## To be done
Edit everything from the line containing "# test: identify the plant" down to the end of the items, swapping "plant pot" for "flower pot" and keeping all else unchanged. Return only those lines.

## The data
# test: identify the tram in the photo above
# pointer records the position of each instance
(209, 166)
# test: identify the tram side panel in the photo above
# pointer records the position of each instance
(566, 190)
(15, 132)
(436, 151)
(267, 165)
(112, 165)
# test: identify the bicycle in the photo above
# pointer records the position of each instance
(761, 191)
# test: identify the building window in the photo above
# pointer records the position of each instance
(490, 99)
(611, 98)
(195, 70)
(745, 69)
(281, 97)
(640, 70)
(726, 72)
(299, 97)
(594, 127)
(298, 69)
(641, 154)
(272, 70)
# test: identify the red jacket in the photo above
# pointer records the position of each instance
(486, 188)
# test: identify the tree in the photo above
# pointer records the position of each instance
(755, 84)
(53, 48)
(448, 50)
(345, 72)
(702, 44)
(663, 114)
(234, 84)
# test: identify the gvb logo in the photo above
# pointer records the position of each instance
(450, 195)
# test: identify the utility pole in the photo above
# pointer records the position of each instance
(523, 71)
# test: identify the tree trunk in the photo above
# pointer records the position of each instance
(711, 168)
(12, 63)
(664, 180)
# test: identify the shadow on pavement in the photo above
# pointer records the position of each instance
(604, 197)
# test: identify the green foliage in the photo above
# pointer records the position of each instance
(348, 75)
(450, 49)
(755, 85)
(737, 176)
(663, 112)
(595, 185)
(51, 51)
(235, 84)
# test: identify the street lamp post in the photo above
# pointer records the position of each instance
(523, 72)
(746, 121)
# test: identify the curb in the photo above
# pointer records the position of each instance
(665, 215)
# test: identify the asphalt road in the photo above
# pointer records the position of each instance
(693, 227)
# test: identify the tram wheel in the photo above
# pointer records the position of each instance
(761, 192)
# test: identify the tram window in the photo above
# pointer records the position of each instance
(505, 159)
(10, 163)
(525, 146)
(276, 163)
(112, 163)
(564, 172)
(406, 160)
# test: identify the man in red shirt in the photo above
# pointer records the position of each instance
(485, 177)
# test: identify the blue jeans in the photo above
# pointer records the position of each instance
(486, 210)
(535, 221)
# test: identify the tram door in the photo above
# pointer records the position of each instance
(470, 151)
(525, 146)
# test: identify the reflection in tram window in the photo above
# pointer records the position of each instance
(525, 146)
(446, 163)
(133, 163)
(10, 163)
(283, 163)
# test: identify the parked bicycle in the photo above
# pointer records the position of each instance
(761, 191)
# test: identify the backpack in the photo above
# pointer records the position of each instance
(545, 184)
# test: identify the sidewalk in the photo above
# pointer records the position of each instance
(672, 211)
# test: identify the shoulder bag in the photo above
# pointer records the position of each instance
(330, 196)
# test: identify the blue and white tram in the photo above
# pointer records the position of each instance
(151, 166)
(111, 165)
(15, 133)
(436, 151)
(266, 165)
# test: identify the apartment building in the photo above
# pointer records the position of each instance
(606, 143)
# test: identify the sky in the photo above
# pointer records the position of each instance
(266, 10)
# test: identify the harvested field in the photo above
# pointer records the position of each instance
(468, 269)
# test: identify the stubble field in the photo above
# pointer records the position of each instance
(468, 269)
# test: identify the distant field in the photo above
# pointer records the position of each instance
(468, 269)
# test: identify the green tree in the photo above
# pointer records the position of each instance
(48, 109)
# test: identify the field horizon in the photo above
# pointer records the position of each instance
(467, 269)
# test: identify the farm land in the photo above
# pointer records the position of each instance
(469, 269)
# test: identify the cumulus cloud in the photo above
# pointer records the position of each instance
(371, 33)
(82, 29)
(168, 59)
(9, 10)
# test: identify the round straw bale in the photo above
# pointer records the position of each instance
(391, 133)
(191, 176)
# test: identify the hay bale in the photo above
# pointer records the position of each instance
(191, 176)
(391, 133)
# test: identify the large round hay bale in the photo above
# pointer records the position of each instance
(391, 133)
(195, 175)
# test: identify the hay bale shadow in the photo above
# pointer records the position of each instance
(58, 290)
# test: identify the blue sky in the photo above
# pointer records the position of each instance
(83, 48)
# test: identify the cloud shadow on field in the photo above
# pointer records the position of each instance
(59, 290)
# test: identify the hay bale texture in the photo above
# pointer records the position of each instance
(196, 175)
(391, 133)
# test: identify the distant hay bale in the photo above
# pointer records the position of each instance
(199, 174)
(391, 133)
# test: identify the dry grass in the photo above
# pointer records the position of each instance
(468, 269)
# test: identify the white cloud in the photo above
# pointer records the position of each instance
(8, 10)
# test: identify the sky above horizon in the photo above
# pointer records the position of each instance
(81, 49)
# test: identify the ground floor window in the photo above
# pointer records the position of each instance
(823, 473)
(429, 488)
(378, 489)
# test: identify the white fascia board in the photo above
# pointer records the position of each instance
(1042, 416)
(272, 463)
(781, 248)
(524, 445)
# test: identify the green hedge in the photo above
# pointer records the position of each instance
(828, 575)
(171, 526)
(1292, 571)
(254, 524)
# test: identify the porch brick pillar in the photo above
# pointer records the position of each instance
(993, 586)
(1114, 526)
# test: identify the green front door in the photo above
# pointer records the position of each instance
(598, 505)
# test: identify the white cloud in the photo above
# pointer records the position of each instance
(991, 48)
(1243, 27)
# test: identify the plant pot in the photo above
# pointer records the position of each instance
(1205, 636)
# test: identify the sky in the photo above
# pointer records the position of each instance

## Worked answer
# test: identify the flower pot in the photo above
# pointer records the position of each instance
(1205, 636)
# test: identify the sky in the photo above
# pointer records the position of each instance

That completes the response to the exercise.